Short task A: According to the passage on the automaker's IT training, why did the company adopt a blended learning approach? Answer in one to three sentences.
Short task B: Continue the passage on the automaker's blended IT training, picking up after its final sentence.

For example, one of the world’s largest automobile manufacturers faced the challenge of constantly evolving to meet the complex IT environment demands of the industry. To ensure that its IT investment was keeping up with the changing business climate, the company implemented a blended learning approach to address IT training needs, which included a digital video library, public courses, on-site classes, technical conferences and several e-learning methods. These easy-to-use formats allowed the workforce to access high-quality classes and expert instruction right from their personal desktops or mobile laptops.
In addition to these virtual and live classroom experiences, the company also made materials available via a Web portal. Learners could use the Web to access frequently asked questions, to take course pre-tests, unit-level tests and post-tests, to get answers to questions via e-mail from the instructor and to participate in discussion groups with peers. The company was able to provide a blended learning environment where its workforce could experience both the classroom courses as well as the Web content. As a result, the blended instruction has helped this auto manufacturer keep its workforce updated with ongoing IT changes.

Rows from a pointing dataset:
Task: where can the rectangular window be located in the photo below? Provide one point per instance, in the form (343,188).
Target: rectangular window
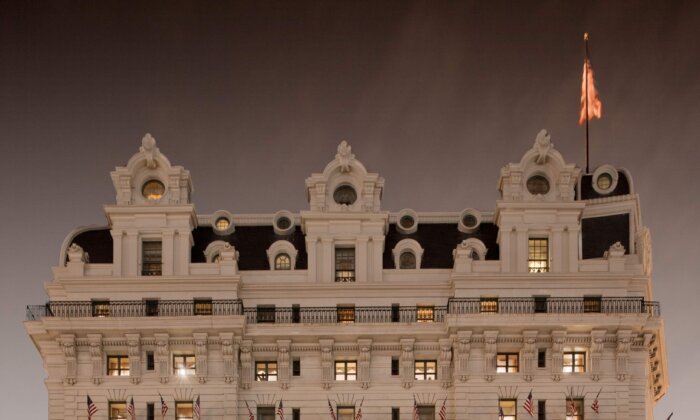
(574,409)
(265,314)
(425,313)
(346,314)
(425,370)
(118,365)
(509,409)
(266,371)
(488,305)
(117,410)
(574,361)
(183,411)
(507,362)
(151,258)
(345,264)
(346,370)
(203,307)
(538,255)
(184,364)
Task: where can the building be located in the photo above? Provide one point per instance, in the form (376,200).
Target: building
(353,307)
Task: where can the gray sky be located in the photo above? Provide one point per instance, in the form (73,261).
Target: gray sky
(252,97)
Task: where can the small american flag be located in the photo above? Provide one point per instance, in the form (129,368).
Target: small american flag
(330,408)
(528,404)
(92,408)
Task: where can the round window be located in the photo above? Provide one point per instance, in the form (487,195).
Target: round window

Task response A: The company had to keep evolving to meet the industry's complex IT environment demands. It adopted blended learning to make sure its IT investment kept pace with the changing business climate.

Task response B:
With blended learning, as with the more traditional approaches, a company needs to be sure that its learning and business objectives have been met. As measurable skills competency becomes more important in the marketplace, it is becoming essential that even the smallest course scenario be followed by an assessment to ensure that the material is understood and can be put into practice. One assessment option is to have teams of trained specialists travel to the company to assess skills. This is a common option, as the specialists can come at the convenience and on the schedule of the firm. However, assessments can now be conducted online with a Web-based program that includes complete data capture for answer analysis.
Benefits that can be expected with a blended learning program include:
- Reduced costs associated with training and travel to educate large numbers of individuals in a finite period.
- Increased flexibility for participants, allowing them to access learning around the clock to accommodate their schedules.
- Enhanced effectiveness through the availability of multiple learning interventions and access to the experience of subject-matter experts around the world.
- Improved consistency due to the use of digitized content and granular learning objects that can be quickly updated or modified.
Blended instruction is not just a strategic approach to learning. It is a smart strategy for organizations that want to optimize the workforce in order to reap business benefits. Not only does it reinforce company-wide priorities and goals, but it also gives the workforce a renewed sense of accomplishment and motivation to succeed. Regardless of whether the company is in the automotive industry, the health care sector or the financial services field, blended learning can help educate the workforce and the extended enterprise to address current market challenges and gain a competitive edge in the fastest and most cost-effective way possible.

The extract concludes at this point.